Top of Raw data

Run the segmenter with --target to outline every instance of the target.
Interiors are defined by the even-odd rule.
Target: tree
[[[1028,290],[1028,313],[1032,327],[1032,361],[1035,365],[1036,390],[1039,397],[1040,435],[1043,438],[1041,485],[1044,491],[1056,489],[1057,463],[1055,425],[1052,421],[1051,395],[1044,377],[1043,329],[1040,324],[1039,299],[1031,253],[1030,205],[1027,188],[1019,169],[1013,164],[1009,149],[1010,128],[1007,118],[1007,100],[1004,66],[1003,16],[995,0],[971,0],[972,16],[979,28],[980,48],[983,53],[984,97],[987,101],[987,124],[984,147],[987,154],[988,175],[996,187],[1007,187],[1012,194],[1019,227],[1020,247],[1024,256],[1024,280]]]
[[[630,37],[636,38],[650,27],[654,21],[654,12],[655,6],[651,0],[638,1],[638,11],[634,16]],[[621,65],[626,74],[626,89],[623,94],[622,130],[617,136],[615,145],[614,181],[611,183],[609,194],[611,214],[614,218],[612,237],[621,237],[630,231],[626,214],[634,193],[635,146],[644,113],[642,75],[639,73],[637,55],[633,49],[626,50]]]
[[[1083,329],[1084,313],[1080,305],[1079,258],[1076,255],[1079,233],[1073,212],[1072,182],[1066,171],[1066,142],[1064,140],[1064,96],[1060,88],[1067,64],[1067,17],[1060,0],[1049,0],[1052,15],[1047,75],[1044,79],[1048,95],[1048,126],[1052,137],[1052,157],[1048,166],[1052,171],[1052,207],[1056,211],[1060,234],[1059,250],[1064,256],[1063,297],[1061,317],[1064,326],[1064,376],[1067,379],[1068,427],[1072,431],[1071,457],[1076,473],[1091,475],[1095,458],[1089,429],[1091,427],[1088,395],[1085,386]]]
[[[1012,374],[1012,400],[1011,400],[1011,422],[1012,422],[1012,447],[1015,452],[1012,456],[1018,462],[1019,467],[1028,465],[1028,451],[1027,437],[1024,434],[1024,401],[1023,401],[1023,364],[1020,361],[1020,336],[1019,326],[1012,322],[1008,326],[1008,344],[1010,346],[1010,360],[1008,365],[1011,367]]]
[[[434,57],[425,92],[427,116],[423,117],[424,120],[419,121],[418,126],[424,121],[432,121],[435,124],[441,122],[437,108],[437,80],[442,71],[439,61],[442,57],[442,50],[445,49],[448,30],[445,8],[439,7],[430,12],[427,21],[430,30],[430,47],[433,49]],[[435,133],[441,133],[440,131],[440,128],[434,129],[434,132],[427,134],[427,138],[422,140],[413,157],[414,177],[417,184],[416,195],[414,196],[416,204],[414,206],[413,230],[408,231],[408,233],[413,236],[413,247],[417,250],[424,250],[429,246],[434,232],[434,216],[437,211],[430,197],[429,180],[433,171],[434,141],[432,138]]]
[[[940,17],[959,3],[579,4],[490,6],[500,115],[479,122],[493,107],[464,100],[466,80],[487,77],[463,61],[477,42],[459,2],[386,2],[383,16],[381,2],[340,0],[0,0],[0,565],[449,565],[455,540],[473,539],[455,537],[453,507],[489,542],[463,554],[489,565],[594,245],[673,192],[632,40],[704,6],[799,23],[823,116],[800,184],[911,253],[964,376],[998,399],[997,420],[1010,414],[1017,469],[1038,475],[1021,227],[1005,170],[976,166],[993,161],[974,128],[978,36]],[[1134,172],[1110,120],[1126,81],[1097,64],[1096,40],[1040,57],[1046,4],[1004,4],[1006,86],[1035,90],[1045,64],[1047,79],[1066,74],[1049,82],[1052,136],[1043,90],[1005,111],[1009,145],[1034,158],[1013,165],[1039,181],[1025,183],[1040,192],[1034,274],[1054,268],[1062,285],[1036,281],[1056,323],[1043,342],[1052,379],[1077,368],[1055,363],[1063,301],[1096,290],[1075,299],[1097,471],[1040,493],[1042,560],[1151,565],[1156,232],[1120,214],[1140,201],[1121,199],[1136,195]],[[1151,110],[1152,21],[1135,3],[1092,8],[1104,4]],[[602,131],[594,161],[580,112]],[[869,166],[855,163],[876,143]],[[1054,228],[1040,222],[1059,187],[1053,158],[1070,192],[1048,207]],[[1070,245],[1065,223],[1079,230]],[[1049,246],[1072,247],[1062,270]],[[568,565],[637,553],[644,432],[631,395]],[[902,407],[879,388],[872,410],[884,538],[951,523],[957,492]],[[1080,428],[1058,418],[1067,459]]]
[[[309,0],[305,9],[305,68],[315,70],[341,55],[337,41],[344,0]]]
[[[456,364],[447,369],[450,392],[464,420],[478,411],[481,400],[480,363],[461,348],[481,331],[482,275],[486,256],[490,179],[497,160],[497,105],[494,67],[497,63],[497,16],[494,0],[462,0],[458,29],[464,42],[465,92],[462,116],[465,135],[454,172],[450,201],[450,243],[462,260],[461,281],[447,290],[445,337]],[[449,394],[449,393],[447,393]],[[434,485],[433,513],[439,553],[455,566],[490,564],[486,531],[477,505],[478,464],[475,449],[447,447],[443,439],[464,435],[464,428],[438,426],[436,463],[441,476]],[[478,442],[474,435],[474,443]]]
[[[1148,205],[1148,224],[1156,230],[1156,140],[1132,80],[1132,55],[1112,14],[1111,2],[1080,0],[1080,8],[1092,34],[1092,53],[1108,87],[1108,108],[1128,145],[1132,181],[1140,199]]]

Bottom of Raw data

What you need to do ::
With nothing left out, transcribe the records above exactly.

Written response ::
Run the segmenter with --target to outline every instance of the target.
Interiors are defined by the even-odd rule.
Target: tree
[[[1028,290],[1028,313],[1032,327],[1032,361],[1035,365],[1036,390],[1039,397],[1040,435],[1043,438],[1041,485],[1044,491],[1056,489],[1057,463],[1055,425],[1052,421],[1051,395],[1044,377],[1043,329],[1040,324],[1039,299],[1031,253],[1030,205],[1027,188],[1019,169],[1013,164],[1009,149],[1010,128],[1007,118],[1007,100],[1004,66],[1003,16],[995,0],[971,0],[972,16],[979,28],[980,48],[983,53],[984,97],[987,101],[987,124],[984,147],[987,154],[988,175],[996,187],[1007,187],[1012,194],[1019,227],[1020,247],[1024,256],[1024,280]]]
[[[630,37],[636,38],[650,27],[654,21],[654,12],[655,6],[651,0],[638,1],[638,11],[634,16]],[[621,65],[626,74],[626,89],[623,94],[622,130],[617,136],[615,145],[614,181],[611,183],[609,194],[611,214],[614,218],[612,237],[621,237],[630,231],[626,214],[634,193],[635,146],[644,113],[642,75],[639,73],[637,55],[633,49],[626,50]]]
[[[1083,329],[1084,313],[1080,305],[1079,258],[1076,255],[1079,233],[1073,212],[1072,182],[1066,171],[1066,142],[1064,140],[1064,96],[1060,88],[1067,64],[1067,17],[1060,0],[1049,0],[1052,15],[1047,75],[1044,79],[1048,95],[1048,126],[1052,137],[1052,157],[1048,166],[1052,171],[1052,207],[1056,211],[1060,234],[1059,250],[1064,256],[1063,297],[1061,317],[1064,326],[1064,376],[1067,379],[1068,427],[1072,431],[1071,457],[1076,473],[1091,475],[1095,458],[1089,429],[1091,427],[1088,395],[1085,386]]]
[[[1012,374],[1012,400],[1011,400],[1011,422],[1012,422],[1012,447],[1015,452],[1012,456],[1018,462],[1019,467],[1028,465],[1028,451],[1027,437],[1024,434],[1024,401],[1023,401],[1023,364],[1020,361],[1020,336],[1019,326],[1012,322],[1008,326],[1008,344],[1010,346],[1010,360],[1008,365],[1011,367]]]
[[[434,57],[425,92],[427,116],[423,117],[424,120],[419,121],[418,126],[424,121],[432,121],[435,124],[441,122],[437,108],[437,80],[442,71],[439,61],[442,57],[442,50],[445,49],[448,30],[445,8],[439,7],[430,12],[427,21],[430,30],[430,47],[433,49]],[[435,133],[441,133],[440,131],[440,128],[434,129],[434,132],[427,134],[427,138],[422,140],[413,157],[414,177],[417,184],[416,195],[414,196],[416,204],[414,206],[413,230],[408,231],[408,233],[413,236],[413,247],[417,250],[424,250],[429,246],[434,232],[434,216],[437,211],[430,197],[429,180],[433,171],[434,141],[432,138]]]
[[[940,17],[959,3],[579,4],[490,6],[500,115],[479,122],[493,107],[464,100],[466,80],[487,77],[463,61],[477,42],[459,2],[386,2],[383,16],[381,2],[340,0],[0,0],[0,565],[449,565],[455,540],[473,539],[455,537],[453,507],[489,542],[463,554],[489,565],[594,245],[673,192],[632,40],[704,6],[799,23],[823,116],[800,184],[911,253],[964,376],[998,399],[997,420],[1010,414],[1017,469],[1038,475],[1021,227],[1005,170],[976,166],[993,161],[974,128],[978,36]],[[1134,172],[1110,120],[1126,81],[1097,64],[1096,40],[1040,57],[1046,4],[1004,4],[1006,86],[1035,90],[1045,64],[1047,79],[1066,74],[1049,82],[1052,136],[1043,90],[1005,111],[1009,145],[1034,158],[1013,165],[1039,181],[1025,183],[1040,192],[1034,274],[1054,268],[1062,285],[1036,281],[1056,323],[1043,342],[1052,379],[1077,368],[1055,363],[1063,301],[1096,290],[1075,299],[1097,471],[1040,493],[1042,560],[1151,565],[1156,232],[1120,214],[1140,201],[1121,199],[1136,195]],[[1151,110],[1152,21],[1135,3],[1092,8],[1104,4]],[[602,131],[594,161],[580,112]],[[869,166],[855,163],[876,143]],[[1054,228],[1040,222],[1059,187],[1053,158],[1070,192],[1048,207]],[[1070,245],[1065,223],[1079,230]],[[1049,246],[1072,247],[1062,270]],[[568,565],[637,553],[644,432],[631,395]],[[902,407],[879,388],[872,410],[884,538],[951,523],[957,492]],[[1080,428],[1058,418],[1067,459]]]
[[[309,0],[305,9],[305,68],[315,70],[341,55],[337,41],[344,0]]]
[[[456,364],[447,369],[450,392],[464,420],[478,411],[481,400],[480,363],[461,348],[481,331],[482,275],[486,256],[490,179],[497,160],[497,105],[494,67],[497,63],[497,16],[494,0],[462,0],[458,29],[464,42],[465,92],[462,116],[465,135],[454,172],[450,201],[450,243],[462,260],[461,281],[447,290],[445,337]],[[449,394],[449,393],[447,393]],[[434,485],[433,513],[439,553],[455,566],[490,564],[486,531],[477,505],[478,464],[475,449],[447,447],[443,439],[464,435],[464,428],[438,426],[436,463],[441,476]],[[478,442],[474,435],[474,443]]]
[[[1148,205],[1148,224],[1156,230],[1156,140],[1132,80],[1132,55],[1112,14],[1111,2],[1080,0],[1080,8],[1092,34],[1092,53],[1108,87],[1108,108],[1128,145],[1132,181],[1140,199]]]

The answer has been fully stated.